> _Data extract_:
◇ ◇ ◇ ◇

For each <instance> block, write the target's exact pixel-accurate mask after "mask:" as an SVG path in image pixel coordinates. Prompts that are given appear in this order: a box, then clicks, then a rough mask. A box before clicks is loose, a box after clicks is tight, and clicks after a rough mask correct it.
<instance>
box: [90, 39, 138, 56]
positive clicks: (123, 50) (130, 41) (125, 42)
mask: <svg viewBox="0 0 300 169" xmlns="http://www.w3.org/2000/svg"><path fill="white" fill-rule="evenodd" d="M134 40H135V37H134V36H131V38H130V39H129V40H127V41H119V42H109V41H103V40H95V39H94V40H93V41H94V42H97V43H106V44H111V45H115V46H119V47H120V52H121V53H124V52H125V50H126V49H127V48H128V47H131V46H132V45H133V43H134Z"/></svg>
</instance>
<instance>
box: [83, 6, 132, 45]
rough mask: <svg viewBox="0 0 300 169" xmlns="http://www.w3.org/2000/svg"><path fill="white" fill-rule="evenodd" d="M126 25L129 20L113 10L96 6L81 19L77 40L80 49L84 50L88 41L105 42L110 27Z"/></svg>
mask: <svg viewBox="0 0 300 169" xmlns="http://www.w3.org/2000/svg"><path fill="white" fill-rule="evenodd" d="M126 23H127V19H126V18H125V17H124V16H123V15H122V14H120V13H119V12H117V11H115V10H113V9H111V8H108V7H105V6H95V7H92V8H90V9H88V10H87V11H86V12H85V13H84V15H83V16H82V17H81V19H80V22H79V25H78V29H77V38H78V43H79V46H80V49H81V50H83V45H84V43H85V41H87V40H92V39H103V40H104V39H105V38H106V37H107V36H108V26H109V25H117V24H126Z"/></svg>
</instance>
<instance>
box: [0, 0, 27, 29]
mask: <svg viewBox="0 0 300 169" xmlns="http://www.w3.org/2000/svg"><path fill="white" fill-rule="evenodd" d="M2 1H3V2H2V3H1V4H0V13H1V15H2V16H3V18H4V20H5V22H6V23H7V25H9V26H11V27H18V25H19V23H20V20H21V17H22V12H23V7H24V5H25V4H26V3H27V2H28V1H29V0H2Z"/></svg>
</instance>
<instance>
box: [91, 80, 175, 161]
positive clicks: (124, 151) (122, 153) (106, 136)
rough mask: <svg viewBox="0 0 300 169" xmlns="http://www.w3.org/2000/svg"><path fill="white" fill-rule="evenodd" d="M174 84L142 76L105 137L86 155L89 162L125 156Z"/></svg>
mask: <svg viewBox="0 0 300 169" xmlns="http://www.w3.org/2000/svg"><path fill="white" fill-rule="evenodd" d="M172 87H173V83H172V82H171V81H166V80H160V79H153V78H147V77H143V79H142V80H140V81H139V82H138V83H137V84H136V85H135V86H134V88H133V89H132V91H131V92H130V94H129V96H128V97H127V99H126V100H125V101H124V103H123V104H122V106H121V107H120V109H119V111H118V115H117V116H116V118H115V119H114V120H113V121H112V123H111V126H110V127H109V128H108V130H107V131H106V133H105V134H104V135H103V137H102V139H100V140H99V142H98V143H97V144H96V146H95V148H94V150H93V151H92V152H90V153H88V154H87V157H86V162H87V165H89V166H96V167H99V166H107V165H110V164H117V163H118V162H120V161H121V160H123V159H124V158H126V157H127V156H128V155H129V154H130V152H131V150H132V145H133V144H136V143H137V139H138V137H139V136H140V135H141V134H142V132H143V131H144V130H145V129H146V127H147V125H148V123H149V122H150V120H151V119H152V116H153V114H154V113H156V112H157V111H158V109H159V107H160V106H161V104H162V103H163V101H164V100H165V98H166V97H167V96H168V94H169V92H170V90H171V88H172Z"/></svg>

◇ ◇ ◇ ◇

> _Exercise aim_:
Every entry must appear in the answer, reproduced exactly.

> _Exercise answer_:
For each <instance> block, write the target's exact pixel-accurate mask after "mask:" as an SVG path in image pixel coordinates. Prompts that are given appear in this order: a box, then clicks, then a rough mask. A box before clicks is loose, a box after clicks is tight, and clicks after a rough mask correct it.
<instance>
box: [90, 39, 138, 56]
positive clicks: (123, 50) (130, 41) (125, 42)
mask: <svg viewBox="0 0 300 169" xmlns="http://www.w3.org/2000/svg"><path fill="white" fill-rule="evenodd" d="M134 40H135V37H134V36H131V38H130V39H129V40H127V41H119V42H109V41H103V40H95V39H94V40H93V41H94V42H97V43H106V44H111V45H115V46H119V47H120V52H121V53H124V52H125V50H126V49H127V48H128V47H131V46H132V45H133V43H134Z"/></svg>
</instance>
<instance>
box: [83, 6, 132, 45]
rough mask: <svg viewBox="0 0 300 169" xmlns="http://www.w3.org/2000/svg"><path fill="white" fill-rule="evenodd" d="M126 25L129 20L113 10L96 6L81 19L77 40L80 49L84 50L88 41L105 42L110 27Z"/></svg>
mask: <svg viewBox="0 0 300 169" xmlns="http://www.w3.org/2000/svg"><path fill="white" fill-rule="evenodd" d="M126 23H127V19H126V18H125V17H124V16H123V15H122V14H120V13H119V12H117V11H115V10H113V9H111V8H108V7H105V6H95V7H92V8H90V9H88V10H87V11H86V12H85V13H84V15H83V16H82V17H81V19H80V22H79V25H78V29H77V38H78V43H79V46H80V49H81V50H83V45H84V43H85V41H87V40H92V39H103V40H104V39H105V38H106V37H107V36H108V26H109V25H117V24H126Z"/></svg>
</instance>
<instance>
box: [0, 0, 27, 29]
mask: <svg viewBox="0 0 300 169" xmlns="http://www.w3.org/2000/svg"><path fill="white" fill-rule="evenodd" d="M2 1H3V2H2V3H1V4H0V13H1V15H2V16H3V18H4V20H5V22H6V23H7V25H9V26H11V27H18V25H19V23H20V20H21V17H22V12H23V7H24V5H25V4H26V3H27V2H28V1H29V0H2Z"/></svg>
</instance>
<instance>
box: [91, 80, 175, 161]
positive clicks: (124, 151) (122, 153) (106, 136)
rough mask: <svg viewBox="0 0 300 169" xmlns="http://www.w3.org/2000/svg"><path fill="white" fill-rule="evenodd" d="M174 84L142 76L105 137L86 155L89 162L125 156Z"/></svg>
mask: <svg viewBox="0 0 300 169" xmlns="http://www.w3.org/2000/svg"><path fill="white" fill-rule="evenodd" d="M172 87H173V83H172V82H171V81H166V80H160V79H153V78H147V77H143V79H142V80H140V81H139V82H138V83H137V84H136V85H135V86H134V88H133V89H132V91H131V92H130V94H129V96H128V97H127V99H126V100H125V101H124V103H123V104H122V106H121V107H120V109H119V111H118V115H117V116H116V118H115V119H114V120H113V121H112V123H111V126H110V127H109V128H108V130H107V131H106V133H105V134H104V135H103V137H102V139H100V140H99V142H98V143H97V144H96V146H95V148H94V150H93V151H92V152H90V153H88V154H87V157H86V162H87V165H89V166H96V167H99V166H107V165H110V164H117V163H118V162H120V161H121V160H123V159H124V158H126V157H127V156H128V155H129V154H130V152H131V150H132V145H133V144H136V143H137V139H138V137H139V136H140V135H141V134H142V132H143V131H144V130H145V129H146V127H147V125H148V123H149V122H150V120H151V119H152V116H153V114H154V113H156V112H157V111H158V109H159V107H160V106H161V104H162V103H163V101H164V100H165V98H166V97H167V96H168V94H169V92H170V90H171V88H172Z"/></svg>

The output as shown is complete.